TASK DIRECTIONS
In the listing below, find the line holding "Each point like <point>962,378</point>." and the line holding "Each point like <point>721,467</point>.". Write out those two lines and all lines between, exactly, and nothing more.

EXERCISE MATERIAL
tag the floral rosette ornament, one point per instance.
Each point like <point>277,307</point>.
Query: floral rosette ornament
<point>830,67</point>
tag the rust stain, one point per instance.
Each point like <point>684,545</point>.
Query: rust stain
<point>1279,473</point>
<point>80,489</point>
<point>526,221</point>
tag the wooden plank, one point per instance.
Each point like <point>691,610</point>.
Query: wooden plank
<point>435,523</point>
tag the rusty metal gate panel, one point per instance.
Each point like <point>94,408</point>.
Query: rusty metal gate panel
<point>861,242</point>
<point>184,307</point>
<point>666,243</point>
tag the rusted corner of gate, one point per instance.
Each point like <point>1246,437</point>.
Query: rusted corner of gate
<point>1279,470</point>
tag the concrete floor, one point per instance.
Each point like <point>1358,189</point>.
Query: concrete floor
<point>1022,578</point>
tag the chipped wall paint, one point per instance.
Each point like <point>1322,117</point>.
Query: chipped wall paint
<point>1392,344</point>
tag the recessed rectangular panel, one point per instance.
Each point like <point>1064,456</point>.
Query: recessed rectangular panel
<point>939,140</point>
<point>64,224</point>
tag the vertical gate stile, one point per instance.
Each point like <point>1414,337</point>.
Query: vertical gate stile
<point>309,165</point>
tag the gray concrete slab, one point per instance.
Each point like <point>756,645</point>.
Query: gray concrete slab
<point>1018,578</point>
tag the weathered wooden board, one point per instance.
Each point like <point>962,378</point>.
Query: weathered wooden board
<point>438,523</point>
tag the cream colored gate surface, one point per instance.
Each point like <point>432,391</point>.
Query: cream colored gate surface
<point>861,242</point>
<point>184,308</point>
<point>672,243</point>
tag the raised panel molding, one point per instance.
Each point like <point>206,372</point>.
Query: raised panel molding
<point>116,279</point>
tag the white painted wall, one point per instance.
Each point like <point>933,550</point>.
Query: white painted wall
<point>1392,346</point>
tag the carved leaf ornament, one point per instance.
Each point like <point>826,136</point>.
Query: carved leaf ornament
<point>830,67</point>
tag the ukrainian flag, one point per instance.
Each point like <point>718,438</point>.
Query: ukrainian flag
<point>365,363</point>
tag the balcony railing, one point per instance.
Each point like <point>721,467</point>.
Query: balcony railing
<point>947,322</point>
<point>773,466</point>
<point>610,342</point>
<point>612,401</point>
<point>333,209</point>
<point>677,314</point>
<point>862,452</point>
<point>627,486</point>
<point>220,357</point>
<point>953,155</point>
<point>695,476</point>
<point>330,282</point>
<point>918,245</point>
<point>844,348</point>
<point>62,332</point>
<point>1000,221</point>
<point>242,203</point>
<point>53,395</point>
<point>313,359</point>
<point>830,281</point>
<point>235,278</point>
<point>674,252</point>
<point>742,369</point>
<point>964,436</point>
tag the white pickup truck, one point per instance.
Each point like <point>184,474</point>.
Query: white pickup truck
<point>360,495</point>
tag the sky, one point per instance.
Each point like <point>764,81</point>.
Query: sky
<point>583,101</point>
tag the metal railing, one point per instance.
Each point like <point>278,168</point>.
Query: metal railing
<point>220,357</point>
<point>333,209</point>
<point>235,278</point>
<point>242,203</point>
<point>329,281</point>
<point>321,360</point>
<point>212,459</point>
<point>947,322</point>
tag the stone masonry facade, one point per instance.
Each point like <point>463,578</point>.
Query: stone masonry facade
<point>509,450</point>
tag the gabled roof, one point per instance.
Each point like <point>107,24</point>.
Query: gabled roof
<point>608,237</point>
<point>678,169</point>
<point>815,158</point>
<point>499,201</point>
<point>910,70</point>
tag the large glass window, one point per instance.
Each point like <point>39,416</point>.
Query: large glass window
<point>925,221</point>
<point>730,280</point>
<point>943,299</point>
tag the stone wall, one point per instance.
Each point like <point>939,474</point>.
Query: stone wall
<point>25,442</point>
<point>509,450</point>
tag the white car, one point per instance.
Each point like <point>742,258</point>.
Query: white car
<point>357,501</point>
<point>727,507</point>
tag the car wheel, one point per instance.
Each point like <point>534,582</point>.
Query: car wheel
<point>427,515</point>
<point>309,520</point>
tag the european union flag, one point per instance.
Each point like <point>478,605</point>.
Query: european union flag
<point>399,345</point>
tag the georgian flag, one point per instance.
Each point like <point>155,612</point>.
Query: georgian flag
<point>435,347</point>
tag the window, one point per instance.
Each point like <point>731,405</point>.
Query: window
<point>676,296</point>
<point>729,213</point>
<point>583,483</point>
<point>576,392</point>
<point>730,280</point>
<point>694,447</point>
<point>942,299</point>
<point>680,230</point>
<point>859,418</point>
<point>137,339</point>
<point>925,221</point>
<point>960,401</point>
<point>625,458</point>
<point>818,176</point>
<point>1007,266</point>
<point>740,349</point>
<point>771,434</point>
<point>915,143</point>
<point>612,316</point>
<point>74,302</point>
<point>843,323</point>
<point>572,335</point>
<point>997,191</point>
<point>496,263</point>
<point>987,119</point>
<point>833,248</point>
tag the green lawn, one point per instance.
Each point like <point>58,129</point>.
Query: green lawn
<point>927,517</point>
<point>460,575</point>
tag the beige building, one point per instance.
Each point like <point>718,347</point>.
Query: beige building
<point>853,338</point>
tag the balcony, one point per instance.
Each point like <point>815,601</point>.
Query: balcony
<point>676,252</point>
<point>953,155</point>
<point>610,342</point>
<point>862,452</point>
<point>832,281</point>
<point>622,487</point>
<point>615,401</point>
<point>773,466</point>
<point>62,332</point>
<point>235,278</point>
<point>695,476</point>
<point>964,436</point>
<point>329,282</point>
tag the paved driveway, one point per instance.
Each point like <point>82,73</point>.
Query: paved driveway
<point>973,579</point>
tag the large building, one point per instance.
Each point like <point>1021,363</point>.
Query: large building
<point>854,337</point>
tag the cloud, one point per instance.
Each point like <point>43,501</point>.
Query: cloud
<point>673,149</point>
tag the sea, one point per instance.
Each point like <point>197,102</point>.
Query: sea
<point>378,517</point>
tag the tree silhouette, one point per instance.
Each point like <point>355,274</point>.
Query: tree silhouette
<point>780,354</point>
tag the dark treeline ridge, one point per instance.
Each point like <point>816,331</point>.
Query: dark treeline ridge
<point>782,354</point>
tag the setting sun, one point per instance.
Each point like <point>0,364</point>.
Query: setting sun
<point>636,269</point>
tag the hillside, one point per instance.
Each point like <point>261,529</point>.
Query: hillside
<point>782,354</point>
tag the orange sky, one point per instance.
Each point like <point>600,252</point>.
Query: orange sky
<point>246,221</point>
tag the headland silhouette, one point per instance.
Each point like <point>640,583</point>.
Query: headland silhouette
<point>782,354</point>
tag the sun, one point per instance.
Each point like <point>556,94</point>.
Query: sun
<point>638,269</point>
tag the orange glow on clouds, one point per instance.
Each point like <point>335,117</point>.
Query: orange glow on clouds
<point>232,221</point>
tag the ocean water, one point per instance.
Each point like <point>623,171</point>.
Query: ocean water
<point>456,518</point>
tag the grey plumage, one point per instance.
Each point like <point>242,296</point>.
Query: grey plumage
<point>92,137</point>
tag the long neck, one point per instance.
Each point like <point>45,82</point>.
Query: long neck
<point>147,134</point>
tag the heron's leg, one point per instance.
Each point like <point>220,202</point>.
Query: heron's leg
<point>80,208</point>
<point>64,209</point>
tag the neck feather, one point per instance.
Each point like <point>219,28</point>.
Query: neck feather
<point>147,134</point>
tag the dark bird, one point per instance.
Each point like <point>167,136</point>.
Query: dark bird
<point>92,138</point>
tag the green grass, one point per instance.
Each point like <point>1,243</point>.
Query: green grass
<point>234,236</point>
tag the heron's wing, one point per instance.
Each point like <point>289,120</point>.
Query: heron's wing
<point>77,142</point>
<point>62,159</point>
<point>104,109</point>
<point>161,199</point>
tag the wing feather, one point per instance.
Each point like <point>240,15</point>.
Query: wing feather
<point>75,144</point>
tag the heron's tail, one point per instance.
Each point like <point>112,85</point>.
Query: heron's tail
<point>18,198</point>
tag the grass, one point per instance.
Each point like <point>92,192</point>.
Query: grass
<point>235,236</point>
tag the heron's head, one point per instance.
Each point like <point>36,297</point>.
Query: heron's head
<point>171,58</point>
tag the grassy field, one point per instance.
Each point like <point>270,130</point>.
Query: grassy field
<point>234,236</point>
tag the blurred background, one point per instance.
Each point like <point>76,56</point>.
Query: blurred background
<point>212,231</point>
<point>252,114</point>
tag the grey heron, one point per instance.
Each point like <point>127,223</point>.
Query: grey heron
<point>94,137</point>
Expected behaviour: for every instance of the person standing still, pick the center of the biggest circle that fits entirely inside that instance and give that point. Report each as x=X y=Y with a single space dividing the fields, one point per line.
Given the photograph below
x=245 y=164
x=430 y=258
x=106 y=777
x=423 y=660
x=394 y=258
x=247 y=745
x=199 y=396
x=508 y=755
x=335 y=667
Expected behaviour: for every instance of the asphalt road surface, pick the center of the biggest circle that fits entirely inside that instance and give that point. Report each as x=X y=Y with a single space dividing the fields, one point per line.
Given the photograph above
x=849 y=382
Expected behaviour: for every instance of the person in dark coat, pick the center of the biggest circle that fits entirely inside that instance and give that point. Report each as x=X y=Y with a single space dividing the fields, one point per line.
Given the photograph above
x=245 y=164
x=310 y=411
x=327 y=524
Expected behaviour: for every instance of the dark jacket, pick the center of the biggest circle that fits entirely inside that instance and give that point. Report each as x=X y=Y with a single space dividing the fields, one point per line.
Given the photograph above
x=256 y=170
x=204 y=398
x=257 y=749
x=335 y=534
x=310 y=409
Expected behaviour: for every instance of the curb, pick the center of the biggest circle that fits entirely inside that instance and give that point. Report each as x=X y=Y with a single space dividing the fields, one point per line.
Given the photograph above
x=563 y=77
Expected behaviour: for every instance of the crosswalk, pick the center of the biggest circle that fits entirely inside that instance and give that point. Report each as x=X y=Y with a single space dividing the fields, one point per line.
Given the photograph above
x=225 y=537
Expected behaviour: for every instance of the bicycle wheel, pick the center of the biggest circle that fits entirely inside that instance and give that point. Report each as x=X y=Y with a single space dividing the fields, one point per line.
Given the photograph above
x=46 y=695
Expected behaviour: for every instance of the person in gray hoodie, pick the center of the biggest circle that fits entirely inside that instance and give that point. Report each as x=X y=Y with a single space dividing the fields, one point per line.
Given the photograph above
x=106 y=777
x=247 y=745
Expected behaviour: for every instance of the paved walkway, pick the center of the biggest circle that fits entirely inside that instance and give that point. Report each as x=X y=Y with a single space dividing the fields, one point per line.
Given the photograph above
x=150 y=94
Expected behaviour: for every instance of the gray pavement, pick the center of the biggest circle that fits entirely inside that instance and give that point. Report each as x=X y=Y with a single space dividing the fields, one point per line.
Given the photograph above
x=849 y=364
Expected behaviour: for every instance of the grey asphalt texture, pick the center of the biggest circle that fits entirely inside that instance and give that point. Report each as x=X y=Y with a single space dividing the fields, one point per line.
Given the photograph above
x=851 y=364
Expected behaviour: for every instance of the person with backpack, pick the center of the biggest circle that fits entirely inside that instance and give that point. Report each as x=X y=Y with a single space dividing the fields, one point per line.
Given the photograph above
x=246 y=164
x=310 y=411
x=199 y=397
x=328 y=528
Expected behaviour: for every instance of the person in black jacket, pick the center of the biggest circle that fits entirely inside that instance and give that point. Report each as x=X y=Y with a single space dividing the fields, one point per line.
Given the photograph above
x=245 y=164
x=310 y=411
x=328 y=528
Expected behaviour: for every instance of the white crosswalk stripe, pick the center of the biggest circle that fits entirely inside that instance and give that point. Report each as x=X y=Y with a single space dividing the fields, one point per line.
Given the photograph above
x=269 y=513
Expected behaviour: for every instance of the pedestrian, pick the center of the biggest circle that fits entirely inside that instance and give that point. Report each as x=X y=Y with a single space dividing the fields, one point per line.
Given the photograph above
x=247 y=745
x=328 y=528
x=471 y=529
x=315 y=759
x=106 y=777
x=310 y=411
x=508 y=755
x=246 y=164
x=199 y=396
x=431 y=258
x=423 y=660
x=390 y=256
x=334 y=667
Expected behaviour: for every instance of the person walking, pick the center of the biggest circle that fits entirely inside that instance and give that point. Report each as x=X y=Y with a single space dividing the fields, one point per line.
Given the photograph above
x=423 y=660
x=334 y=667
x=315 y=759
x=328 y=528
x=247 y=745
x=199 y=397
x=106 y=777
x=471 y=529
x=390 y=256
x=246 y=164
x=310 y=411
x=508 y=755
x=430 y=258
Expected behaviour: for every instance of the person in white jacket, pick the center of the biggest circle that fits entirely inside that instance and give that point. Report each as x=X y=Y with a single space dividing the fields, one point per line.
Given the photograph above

OUTPUT
Each point like <point>962,378</point>.
Query: weathered wooden board
<point>438,523</point>
tag the cream colored gate surface, one point per instance.
Each point like <point>432,391</point>.
Query: cream colored gate surface
<point>861,242</point>
<point>184,308</point>
<point>672,243</point>
tag the raised panel molding, one point per instance.
Each point like <point>206,372</point>.
Query: raised panel molding
<point>116,279</point>
tag the white painted wall, one point per instance.
Each point like <point>933,550</point>.
Query: white painted wall
<point>1392,346</point>
tag the carved leaf ornament, one point per instance.
Each point like <point>826,136</point>.
Query: carved leaf ornament
<point>830,67</point>
tag the ukrainian flag, one point per instance.
Each point like <point>718,438</point>.
Query: ukrainian flag
<point>365,363</point>
tag the balcony railing, one point per instance.
Each point like <point>721,467</point>.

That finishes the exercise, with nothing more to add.